*练习数据:*
• • •
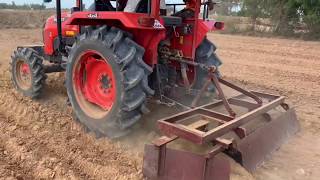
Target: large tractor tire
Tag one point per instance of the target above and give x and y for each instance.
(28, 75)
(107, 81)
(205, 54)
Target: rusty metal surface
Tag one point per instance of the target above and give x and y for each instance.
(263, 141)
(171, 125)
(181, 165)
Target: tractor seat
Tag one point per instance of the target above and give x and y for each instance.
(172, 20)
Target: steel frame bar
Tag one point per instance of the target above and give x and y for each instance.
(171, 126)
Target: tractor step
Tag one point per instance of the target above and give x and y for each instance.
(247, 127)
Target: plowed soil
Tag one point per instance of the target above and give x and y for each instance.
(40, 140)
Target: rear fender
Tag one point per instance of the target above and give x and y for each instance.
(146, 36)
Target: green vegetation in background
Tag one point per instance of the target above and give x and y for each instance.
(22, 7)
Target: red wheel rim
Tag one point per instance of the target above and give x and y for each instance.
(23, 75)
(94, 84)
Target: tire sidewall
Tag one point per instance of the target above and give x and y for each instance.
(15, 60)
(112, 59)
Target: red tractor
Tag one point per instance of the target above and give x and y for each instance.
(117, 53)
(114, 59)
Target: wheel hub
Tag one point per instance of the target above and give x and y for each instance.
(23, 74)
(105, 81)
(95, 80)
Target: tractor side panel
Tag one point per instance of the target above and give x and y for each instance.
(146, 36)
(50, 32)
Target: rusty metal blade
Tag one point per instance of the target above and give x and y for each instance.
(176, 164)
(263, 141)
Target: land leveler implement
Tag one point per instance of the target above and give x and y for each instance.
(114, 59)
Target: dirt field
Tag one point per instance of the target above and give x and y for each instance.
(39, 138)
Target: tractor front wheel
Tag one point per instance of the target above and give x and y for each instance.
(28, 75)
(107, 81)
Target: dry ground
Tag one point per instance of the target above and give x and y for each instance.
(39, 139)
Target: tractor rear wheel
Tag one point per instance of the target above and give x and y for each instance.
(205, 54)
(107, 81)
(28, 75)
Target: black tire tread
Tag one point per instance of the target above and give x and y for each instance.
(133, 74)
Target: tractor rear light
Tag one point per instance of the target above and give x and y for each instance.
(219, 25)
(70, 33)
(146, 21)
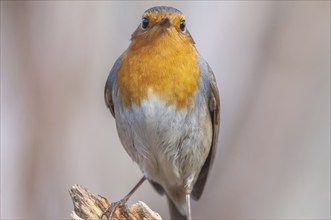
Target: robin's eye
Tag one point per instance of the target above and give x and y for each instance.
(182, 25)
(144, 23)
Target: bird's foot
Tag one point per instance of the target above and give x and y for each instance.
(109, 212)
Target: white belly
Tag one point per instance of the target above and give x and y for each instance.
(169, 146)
• • •
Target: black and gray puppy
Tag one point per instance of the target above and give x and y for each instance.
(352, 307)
• • •
*任务说明:*
数一数上面的条目中有几行含有“metal”这个词，只写出数字。

*书面回答:*
2